* [EXERCISE PROMPT]: In the Kingdom of God passage below, which event is named as the one through which Israel came to understand the nature of God?

* [PAGE EXTRACT]:
And yet, the revelation of God’s justice has, at least to faith, made an irreversible entrance into our world. It is present in the mode of promise, and it is deeply entrenched wherever there is hope. This hope, however, it not content with passive or quietistic complacency anymore than it is impatient with the absence of immediate achievement of social utopias. It is an active hope, energized by the conviction of an irretractable promise. And that means it is a transformative hope, intent to alter those social structures that impede the pouring out of God’s justice here and now. Such a hope has to be involved with social planning, though with the constant provision that our human plans are likely to be short-sighted, onesided and in need of the judgment by a wider vision of justice. Social planning is not to be repudiated as such. The biblical ideal of justice requires only that we avoid a planning that does not provide for the poor and that forgets about the sufferings of the past. The social planning of the present century has been vitiated especially by its neglect of the poor, the disenfranchised, the helpless, the stranger and of forgotten sufferings of the past, of all those elements that do not "fit." But any social vision that leaves these out is destined to be only a fragment. The Kingdom of God is an image of social fulfillment that challenges us to widen our own social understanding so as to include all of these, even when it does not seem economically feasible. Its very comprehensiveness, of course, makes it seem unbelievable from the perspective of our customary styles of social planning. Yet the biblical promise demands nothing less than the widening of our social visions and our sense of justice so as to include all those elements that we normally suppress.

Another aspect of the Kingdom of God is the theme of liberation. Intimately associated with "justice," the theme of liberation is central to the biblical vision of God and of society. The Exodus event, the liberation of an oppressed people from the threats of slavery and annihilation, is the central event through which Israel came to understand the nature of God. It is not possible, therefore, in the biblical context at least, to think of God without simultaneously thinking of liberation. Loving and liberating justice is God’s essence, and it is out of this essence that the revelatory promise is given to society and its history. In the biblical context this liberating justice does not refer only to a salvation beyond history, but also to a salvation of history as well as a deliverance within history. As I mentioned earlier, the promise of deliverance is felt first and becomes most intensely alive in the situations of those whom our social institutions have marginalized and made to feel as though they do not belong. It is to such as these that Jesus’ proclamation of the Good News of freedom and justice was delivered first and foremost. Social outcasts, trodden and rejected people have been the constant mediators of revelation. For it is through their hope in and acceptance of a promise of liberation that a space was opened up for our own history and future to make its appearance. The debt we owe to the poor for allowing the promise of liberation to enter into the sphere of history is inestimable.

* [INFORMATION SUPPLIED]:
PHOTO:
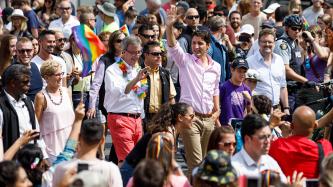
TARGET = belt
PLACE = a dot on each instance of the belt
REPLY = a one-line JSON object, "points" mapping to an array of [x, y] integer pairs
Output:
{"points": [[203, 115], [137, 115]]}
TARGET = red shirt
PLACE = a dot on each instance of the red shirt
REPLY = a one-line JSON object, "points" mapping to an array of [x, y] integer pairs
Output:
{"points": [[298, 153]]}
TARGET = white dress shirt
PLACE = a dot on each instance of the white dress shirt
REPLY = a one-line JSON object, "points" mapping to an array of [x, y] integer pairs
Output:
{"points": [[66, 28], [245, 165], [116, 100], [272, 78]]}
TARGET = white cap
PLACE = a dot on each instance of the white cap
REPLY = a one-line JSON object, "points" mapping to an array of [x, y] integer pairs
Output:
{"points": [[247, 28], [252, 74], [271, 8]]}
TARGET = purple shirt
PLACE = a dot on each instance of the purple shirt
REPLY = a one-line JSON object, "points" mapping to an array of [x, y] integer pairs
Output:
{"points": [[232, 101], [198, 84]]}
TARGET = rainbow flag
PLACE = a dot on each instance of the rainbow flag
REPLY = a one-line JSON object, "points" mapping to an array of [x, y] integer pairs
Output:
{"points": [[125, 30], [90, 45]]}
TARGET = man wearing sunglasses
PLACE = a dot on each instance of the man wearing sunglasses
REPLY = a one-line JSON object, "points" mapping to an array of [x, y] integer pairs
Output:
{"points": [[160, 86], [24, 52], [288, 48]]}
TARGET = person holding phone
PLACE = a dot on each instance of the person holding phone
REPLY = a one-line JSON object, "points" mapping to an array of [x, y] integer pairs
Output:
{"points": [[125, 89]]}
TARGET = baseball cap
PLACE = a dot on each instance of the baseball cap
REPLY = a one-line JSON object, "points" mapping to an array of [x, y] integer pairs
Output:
{"points": [[217, 168], [271, 8], [252, 74], [268, 24], [240, 63], [247, 28]]}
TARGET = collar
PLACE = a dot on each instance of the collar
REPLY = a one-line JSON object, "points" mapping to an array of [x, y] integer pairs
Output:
{"points": [[248, 160], [12, 99]]}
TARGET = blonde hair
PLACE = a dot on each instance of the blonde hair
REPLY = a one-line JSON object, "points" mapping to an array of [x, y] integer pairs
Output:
{"points": [[49, 67]]}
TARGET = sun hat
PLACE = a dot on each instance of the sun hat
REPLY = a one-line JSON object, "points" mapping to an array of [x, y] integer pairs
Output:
{"points": [[216, 167], [108, 9], [17, 13]]}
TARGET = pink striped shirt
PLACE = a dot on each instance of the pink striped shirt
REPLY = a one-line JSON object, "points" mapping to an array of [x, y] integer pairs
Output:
{"points": [[198, 84]]}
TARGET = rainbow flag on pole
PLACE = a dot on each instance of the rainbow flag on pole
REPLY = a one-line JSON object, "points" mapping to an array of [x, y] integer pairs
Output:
{"points": [[90, 45]]}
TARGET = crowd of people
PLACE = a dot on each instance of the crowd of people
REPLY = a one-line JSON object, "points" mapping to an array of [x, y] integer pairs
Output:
{"points": [[240, 84]]}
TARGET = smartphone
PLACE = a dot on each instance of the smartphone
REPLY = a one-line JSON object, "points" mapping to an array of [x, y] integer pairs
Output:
{"points": [[312, 183], [253, 182], [37, 137], [286, 118], [236, 123], [82, 167]]}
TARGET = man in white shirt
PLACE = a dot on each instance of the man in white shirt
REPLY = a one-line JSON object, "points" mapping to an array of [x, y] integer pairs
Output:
{"points": [[66, 21], [271, 69], [311, 13], [90, 138], [253, 157], [125, 85], [47, 44]]}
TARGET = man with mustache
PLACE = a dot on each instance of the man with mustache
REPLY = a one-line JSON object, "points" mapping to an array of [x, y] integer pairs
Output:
{"points": [[271, 69], [253, 158], [235, 19]]}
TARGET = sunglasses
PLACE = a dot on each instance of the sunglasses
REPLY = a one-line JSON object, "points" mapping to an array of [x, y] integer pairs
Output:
{"points": [[157, 53], [193, 17], [65, 8], [296, 28], [62, 40], [22, 51], [228, 144], [147, 36]]}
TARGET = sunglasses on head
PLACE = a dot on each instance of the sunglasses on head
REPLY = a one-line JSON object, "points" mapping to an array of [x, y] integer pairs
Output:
{"points": [[147, 36], [296, 28], [193, 17]]}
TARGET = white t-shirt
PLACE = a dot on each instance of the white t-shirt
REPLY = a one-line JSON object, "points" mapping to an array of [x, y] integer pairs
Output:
{"points": [[107, 169]]}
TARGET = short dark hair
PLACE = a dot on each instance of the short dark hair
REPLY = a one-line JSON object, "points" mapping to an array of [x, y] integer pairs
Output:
{"points": [[149, 173], [14, 72], [149, 45], [263, 104], [234, 12], [216, 136], [251, 124], [265, 32], [43, 33], [145, 27], [91, 132], [203, 34], [8, 173]]}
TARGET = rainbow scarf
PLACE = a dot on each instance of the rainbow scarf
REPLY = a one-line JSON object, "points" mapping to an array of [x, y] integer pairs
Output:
{"points": [[90, 45]]}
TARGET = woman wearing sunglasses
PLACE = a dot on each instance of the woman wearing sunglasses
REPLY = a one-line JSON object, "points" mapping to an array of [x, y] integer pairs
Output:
{"points": [[172, 119]]}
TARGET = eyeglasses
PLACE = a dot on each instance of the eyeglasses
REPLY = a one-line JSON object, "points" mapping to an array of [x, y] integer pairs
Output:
{"points": [[157, 54], [58, 74], [190, 115], [296, 28], [218, 14], [264, 137], [22, 51], [228, 144], [135, 53], [193, 17], [148, 36], [62, 40], [65, 8], [119, 40]]}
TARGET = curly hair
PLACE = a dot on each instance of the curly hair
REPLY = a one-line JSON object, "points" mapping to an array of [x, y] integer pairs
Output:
{"points": [[167, 117]]}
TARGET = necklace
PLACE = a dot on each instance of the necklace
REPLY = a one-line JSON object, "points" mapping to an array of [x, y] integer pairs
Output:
{"points": [[48, 94], [141, 90]]}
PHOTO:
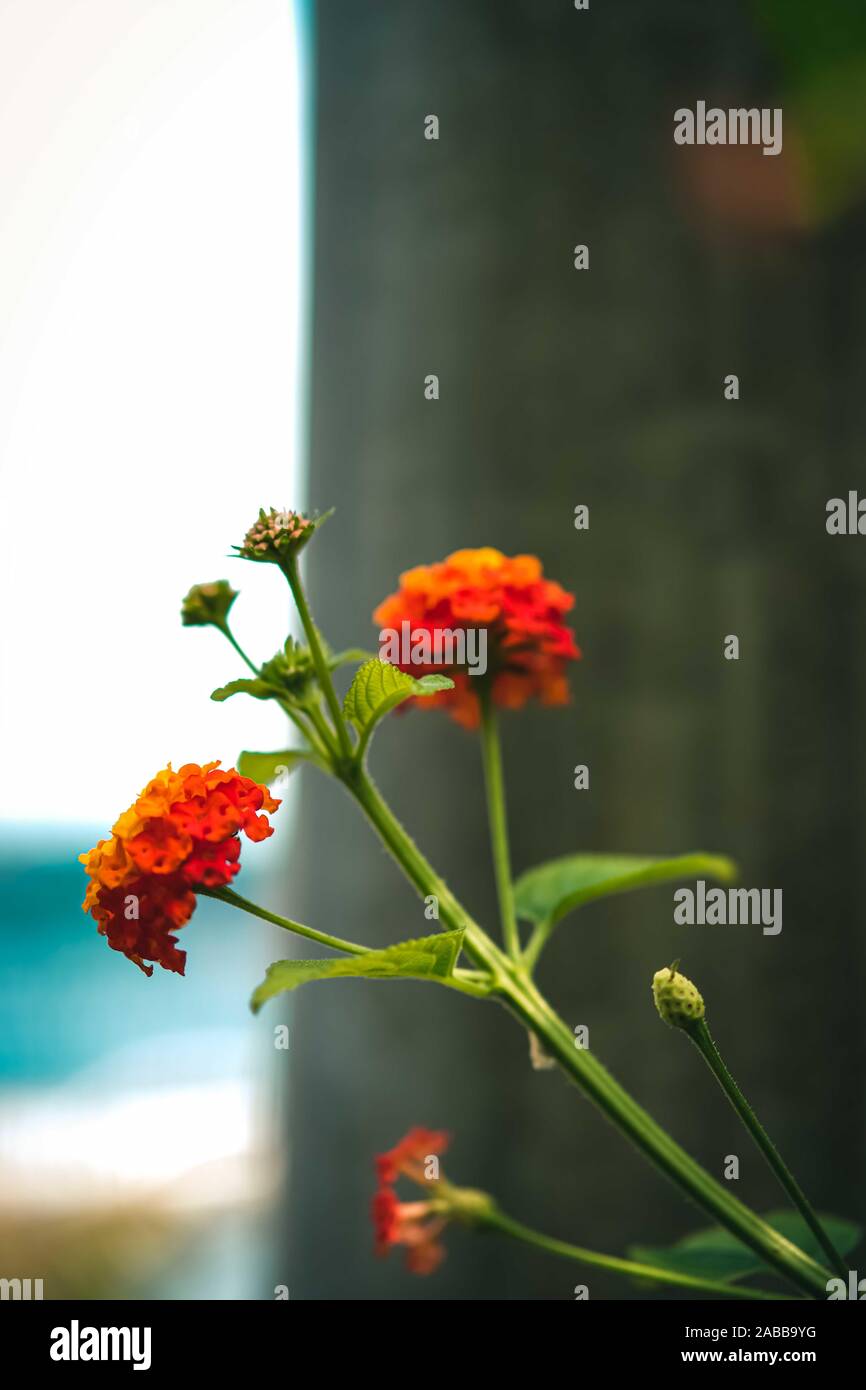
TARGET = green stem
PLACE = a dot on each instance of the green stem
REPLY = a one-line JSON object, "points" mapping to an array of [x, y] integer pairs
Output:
{"points": [[498, 1221], [538, 938], [494, 783], [298, 927], [523, 1000], [701, 1036], [655, 1143], [292, 574], [320, 749], [320, 724]]}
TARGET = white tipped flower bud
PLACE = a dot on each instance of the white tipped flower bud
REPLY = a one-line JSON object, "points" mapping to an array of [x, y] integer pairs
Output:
{"points": [[677, 1000]]}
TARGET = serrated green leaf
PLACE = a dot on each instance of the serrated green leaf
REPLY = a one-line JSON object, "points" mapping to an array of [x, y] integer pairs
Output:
{"points": [[378, 687], [552, 890], [428, 958], [259, 690], [266, 767], [715, 1254]]}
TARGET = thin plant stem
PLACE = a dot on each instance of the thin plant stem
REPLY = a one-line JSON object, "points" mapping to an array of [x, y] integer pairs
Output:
{"points": [[635, 1269], [523, 1000], [701, 1036], [292, 574], [494, 783], [230, 637], [298, 927]]}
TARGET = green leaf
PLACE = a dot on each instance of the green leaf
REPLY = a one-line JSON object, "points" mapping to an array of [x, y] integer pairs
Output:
{"points": [[552, 890], [378, 687], [259, 690], [348, 658], [716, 1254], [428, 958], [266, 767]]}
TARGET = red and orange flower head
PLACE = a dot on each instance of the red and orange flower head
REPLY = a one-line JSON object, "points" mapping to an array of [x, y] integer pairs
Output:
{"points": [[182, 833], [414, 1225], [520, 612]]}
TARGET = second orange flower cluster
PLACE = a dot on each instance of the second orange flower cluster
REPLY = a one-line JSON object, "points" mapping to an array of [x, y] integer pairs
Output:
{"points": [[521, 613], [181, 834]]}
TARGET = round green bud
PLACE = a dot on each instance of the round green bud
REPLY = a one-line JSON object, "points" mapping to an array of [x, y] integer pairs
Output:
{"points": [[207, 605], [677, 1000]]}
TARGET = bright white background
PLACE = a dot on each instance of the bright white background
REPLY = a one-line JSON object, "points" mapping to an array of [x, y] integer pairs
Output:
{"points": [[150, 319]]}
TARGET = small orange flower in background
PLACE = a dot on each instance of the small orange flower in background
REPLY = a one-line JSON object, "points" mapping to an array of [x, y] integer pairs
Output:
{"points": [[528, 642], [181, 834], [414, 1225]]}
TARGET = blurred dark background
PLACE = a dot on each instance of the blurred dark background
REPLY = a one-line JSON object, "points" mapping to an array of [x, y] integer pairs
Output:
{"points": [[601, 387]]}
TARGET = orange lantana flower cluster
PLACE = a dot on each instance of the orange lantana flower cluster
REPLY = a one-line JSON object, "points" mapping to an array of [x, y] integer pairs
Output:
{"points": [[181, 834], [414, 1225], [527, 641]]}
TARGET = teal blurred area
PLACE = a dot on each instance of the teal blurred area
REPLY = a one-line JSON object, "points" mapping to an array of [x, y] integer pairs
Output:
{"points": [[136, 1155]]}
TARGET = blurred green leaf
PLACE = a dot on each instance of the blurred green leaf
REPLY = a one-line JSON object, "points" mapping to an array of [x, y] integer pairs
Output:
{"points": [[716, 1254], [266, 767], [428, 958], [378, 687], [552, 890]]}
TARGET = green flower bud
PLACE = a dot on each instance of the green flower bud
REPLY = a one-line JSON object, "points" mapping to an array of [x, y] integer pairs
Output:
{"points": [[677, 1000], [207, 605], [277, 535]]}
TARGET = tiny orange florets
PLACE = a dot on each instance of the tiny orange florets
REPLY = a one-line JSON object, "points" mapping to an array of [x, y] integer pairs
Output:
{"points": [[414, 1225], [528, 642], [181, 834]]}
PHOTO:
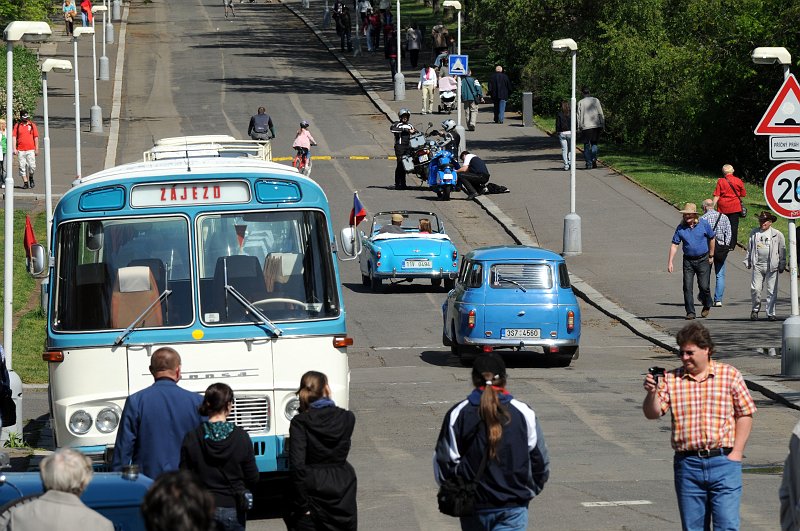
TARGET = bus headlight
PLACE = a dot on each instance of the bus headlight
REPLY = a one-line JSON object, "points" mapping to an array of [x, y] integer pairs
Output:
{"points": [[107, 420], [292, 408], [80, 422]]}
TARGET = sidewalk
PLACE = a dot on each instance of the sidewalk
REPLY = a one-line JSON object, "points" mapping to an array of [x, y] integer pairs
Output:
{"points": [[626, 230]]}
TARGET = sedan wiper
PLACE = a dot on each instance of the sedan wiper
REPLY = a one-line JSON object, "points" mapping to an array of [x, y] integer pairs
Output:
{"points": [[142, 316], [277, 332], [503, 279]]}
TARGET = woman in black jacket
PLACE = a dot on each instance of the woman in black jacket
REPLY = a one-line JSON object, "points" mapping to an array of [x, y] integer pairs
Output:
{"points": [[324, 482], [492, 427], [221, 455]]}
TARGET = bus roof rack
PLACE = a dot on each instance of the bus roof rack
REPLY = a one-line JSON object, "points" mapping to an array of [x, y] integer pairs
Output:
{"points": [[181, 147]]}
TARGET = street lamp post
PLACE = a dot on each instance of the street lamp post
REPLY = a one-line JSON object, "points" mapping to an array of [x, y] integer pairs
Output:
{"points": [[104, 75], [572, 221], [399, 78], [790, 342], [58, 65], [76, 33], [19, 30], [95, 112]]}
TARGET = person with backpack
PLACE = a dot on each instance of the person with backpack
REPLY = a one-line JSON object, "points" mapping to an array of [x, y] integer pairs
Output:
{"points": [[26, 147], [495, 442], [259, 125]]}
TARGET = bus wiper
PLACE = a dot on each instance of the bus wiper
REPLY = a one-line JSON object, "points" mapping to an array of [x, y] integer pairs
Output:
{"points": [[504, 279], [277, 332], [125, 333]]}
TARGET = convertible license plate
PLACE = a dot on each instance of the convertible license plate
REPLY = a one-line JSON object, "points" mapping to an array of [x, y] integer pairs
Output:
{"points": [[521, 332], [417, 264]]}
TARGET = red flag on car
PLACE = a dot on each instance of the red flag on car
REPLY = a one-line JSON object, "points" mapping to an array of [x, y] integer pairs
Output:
{"points": [[29, 238], [358, 213]]}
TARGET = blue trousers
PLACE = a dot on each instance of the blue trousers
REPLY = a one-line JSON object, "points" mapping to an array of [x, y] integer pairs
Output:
{"points": [[709, 490], [505, 519]]}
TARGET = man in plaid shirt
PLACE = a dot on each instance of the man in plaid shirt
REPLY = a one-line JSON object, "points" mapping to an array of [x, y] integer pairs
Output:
{"points": [[712, 415]]}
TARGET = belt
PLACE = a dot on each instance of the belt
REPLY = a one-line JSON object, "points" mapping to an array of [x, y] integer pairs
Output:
{"points": [[705, 454]]}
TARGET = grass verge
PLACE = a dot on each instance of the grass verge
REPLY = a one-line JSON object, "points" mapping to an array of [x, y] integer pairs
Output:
{"points": [[30, 330], [675, 184]]}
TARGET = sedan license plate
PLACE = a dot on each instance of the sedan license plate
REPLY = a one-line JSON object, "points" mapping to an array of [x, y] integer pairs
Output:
{"points": [[521, 332], [417, 264]]}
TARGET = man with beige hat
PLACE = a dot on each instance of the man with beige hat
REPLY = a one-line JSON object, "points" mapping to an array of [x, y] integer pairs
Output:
{"points": [[697, 238]]}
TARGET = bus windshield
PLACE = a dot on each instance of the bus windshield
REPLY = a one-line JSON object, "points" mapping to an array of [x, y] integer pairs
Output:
{"points": [[280, 261], [110, 271]]}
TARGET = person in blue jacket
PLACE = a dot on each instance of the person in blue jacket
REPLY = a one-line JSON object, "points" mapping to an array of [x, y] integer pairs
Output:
{"points": [[156, 419], [491, 421]]}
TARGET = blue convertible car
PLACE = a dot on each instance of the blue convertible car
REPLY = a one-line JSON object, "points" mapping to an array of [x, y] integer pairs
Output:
{"points": [[512, 297], [404, 245]]}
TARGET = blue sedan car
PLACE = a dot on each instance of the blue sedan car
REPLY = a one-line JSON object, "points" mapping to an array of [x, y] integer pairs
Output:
{"points": [[512, 297], [403, 245]]}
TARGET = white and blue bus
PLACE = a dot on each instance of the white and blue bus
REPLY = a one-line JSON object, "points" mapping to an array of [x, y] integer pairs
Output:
{"points": [[229, 260]]}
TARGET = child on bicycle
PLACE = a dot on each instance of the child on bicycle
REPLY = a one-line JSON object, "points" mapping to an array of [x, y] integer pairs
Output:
{"points": [[303, 140]]}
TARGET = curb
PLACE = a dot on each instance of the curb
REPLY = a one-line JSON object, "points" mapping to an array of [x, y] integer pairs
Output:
{"points": [[772, 390]]}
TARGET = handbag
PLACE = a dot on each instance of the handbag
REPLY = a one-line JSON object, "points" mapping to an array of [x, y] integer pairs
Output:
{"points": [[456, 495], [744, 208]]}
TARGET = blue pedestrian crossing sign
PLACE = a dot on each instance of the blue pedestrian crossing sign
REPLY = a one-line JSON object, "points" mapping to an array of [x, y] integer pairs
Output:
{"points": [[459, 65]]}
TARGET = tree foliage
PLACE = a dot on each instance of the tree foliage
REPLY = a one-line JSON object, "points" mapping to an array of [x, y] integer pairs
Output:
{"points": [[674, 76]]}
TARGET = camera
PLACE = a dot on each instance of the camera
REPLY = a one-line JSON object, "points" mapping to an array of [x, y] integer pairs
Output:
{"points": [[657, 372]]}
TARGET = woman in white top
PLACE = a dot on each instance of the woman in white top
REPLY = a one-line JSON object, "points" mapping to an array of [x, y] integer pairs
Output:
{"points": [[427, 83]]}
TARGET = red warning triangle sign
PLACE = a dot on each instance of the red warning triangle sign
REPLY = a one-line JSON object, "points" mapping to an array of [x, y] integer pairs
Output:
{"points": [[783, 115]]}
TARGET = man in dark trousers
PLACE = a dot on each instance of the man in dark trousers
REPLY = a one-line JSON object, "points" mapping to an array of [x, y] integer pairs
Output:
{"points": [[156, 419], [259, 125], [473, 174], [499, 90]]}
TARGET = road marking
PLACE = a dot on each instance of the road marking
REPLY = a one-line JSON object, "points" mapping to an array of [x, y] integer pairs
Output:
{"points": [[617, 503]]}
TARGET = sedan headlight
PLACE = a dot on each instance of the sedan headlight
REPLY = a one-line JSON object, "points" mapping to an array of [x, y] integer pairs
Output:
{"points": [[108, 419], [292, 408], [80, 422]]}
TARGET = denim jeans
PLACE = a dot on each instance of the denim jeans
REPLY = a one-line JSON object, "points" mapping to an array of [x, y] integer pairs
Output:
{"points": [[708, 490], [505, 519], [229, 519], [719, 285], [564, 138], [702, 269]]}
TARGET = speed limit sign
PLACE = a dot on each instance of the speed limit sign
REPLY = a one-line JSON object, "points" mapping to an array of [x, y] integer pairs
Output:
{"points": [[782, 190]]}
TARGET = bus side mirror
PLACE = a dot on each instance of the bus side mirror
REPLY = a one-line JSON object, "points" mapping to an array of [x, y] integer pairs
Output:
{"points": [[348, 240], [38, 262]]}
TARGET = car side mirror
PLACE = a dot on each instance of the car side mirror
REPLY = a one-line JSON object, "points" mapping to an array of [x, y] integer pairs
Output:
{"points": [[38, 262]]}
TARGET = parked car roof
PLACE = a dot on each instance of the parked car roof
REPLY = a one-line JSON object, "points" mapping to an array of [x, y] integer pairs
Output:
{"points": [[513, 252]]}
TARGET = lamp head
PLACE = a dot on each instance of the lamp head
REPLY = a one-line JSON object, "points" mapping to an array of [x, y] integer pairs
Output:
{"points": [[58, 65], [564, 45], [769, 55], [25, 30], [82, 30]]}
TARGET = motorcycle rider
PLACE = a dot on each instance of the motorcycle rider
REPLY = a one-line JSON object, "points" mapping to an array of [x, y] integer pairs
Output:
{"points": [[402, 131]]}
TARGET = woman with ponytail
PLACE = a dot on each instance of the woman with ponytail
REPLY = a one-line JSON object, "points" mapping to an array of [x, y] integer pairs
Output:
{"points": [[319, 441], [492, 425]]}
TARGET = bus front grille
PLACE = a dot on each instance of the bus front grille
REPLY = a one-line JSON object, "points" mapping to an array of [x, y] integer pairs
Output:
{"points": [[251, 413]]}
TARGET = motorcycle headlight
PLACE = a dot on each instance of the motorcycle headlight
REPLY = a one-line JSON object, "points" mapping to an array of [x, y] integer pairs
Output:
{"points": [[108, 419], [292, 408], [80, 422]]}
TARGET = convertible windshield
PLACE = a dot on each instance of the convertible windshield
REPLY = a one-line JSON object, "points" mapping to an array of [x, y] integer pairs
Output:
{"points": [[280, 262], [110, 271]]}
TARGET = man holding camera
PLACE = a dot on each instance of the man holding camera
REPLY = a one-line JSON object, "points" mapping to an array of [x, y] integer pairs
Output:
{"points": [[712, 415]]}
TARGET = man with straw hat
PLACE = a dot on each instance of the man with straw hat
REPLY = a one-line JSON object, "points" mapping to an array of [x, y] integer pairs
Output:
{"points": [[697, 238]]}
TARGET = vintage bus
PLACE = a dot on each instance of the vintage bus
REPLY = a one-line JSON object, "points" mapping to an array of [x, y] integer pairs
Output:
{"points": [[229, 260]]}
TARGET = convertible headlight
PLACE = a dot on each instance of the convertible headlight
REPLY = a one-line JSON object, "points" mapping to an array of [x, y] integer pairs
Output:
{"points": [[108, 419], [80, 422], [292, 408]]}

* [RESPONSE TO THE TASK]: The Exodus, the liberation of an oppressed people from the threats of slavery and annihilation.